Finally, after we stepped off the bus that was the wrong bus, and were walking the final one and a half miles to the youth hostel, past old Monterey, past the sailboat filled harbor, it was just Roy and I, two harbor seals, and cold, clear water splashing on caramel colored rocks. And the fog and the quiet. 


Saturday, July 20, 2013

This Is Not a Wordy Blog Post

This is not a long wordy blog post
This is just settling the cushy rubber of the headset over my ears, and adjusting my ball cap.
It is sunscreen on my nose, and sun reflecting off the silvery wing of the plane.
It is the humming rhythm of the engine pulling us off the runway, up to the cloudless blue sky.
It could be lots of words about how we took out the trash and put away dishes and wrote a list for my daughter of all the things to take care of around the house while we are on our airplane vacation.
Instead it is a wide green, yellow winding blue river valley opening in front of the plane, as it climbs to 11,500 feet.
It is dark green hills, rolling up to mountains so jagged they look like hands, fingers, reaching out of the earth.
It is a three quarter moon rising above three white peaks, nestled together.
It could be a telling of going to California to visit friends and see places, and about hotel and restaurants, and it might be that later, but not now.
Instead it is mountain peaks falling away in to a winding lake, that was once a river, and now is clay-red streaking away in the wakes of ski boats.
It is an airport on a plateau, and a friend waving from a taxi way.
It is a blood red sunset over the mountains we just flew over.

§ Data listing
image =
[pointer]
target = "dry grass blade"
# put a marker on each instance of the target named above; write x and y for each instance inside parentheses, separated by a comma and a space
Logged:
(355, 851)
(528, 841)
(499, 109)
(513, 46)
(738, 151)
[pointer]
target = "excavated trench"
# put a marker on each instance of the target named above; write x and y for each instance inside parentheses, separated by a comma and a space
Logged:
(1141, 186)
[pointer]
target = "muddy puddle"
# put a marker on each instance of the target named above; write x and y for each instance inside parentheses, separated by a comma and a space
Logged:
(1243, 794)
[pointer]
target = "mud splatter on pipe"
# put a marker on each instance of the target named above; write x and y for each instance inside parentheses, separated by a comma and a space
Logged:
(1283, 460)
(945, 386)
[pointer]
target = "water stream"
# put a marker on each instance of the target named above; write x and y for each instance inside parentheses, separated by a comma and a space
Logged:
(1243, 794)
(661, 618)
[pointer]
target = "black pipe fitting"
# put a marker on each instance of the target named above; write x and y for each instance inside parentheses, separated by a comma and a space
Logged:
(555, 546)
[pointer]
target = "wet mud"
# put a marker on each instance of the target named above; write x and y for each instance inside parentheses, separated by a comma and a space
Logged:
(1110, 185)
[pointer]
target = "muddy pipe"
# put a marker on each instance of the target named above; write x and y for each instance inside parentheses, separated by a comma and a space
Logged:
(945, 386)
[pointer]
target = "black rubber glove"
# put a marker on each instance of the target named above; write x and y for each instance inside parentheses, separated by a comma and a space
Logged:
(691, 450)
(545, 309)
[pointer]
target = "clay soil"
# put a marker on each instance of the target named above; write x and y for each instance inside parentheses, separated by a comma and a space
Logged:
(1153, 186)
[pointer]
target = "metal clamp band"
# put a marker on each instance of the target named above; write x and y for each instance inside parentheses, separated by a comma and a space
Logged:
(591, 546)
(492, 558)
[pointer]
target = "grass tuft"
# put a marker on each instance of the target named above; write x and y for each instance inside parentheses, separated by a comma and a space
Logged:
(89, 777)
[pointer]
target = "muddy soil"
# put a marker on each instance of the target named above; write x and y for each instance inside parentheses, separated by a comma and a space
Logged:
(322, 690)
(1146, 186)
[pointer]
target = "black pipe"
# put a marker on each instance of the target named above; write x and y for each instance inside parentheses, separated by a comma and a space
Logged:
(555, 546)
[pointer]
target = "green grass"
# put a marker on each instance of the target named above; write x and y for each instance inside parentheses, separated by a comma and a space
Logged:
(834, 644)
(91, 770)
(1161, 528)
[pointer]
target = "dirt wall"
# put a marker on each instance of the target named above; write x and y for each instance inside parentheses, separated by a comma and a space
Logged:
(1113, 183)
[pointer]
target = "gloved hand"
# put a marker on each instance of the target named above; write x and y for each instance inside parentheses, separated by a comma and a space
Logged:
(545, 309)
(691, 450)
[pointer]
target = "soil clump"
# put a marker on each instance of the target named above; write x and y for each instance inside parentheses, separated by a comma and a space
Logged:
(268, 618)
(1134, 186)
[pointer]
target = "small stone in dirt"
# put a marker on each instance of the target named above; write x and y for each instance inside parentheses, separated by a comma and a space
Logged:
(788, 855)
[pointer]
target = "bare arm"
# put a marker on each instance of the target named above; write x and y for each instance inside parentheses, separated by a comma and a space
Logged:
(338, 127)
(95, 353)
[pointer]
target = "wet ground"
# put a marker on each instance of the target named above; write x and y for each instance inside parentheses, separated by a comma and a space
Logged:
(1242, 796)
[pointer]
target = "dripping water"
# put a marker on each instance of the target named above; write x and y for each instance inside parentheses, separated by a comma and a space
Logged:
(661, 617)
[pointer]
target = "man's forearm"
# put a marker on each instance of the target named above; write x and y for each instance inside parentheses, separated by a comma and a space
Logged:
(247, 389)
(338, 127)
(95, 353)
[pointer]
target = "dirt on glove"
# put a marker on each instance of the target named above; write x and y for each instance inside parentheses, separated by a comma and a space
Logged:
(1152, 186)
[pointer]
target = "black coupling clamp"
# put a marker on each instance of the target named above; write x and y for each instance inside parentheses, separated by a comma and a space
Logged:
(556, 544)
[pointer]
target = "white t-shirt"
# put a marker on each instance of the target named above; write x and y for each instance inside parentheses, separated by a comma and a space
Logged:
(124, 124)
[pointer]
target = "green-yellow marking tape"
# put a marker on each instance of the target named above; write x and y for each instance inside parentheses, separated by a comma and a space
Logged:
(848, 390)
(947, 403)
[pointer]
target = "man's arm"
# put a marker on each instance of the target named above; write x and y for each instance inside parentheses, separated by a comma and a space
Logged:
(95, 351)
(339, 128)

§ Task objective
Reproduce the blog post from "It is the humming" to "peaks, nestled together.", substituting "airstrip" for "runway".

§ Response to this task
It is the humming rhythm of the engine pulling us off the airstrip, up to the cloudless blue sky.
It could be lots of words about how we took out the trash and put away dishes and wrote a list for my daughter of all the things to take care of around the house while we are on our airplane vacation.
Instead it is a wide green, yellow winding blue river valley opening in front of the plane, as it climbs to 11,500 feet.
It is dark green hills, rolling up to mountains so jagged they look like hands, fingers, reaching out of the earth.
It is a three quarter moon rising above three white peaks, nestled together.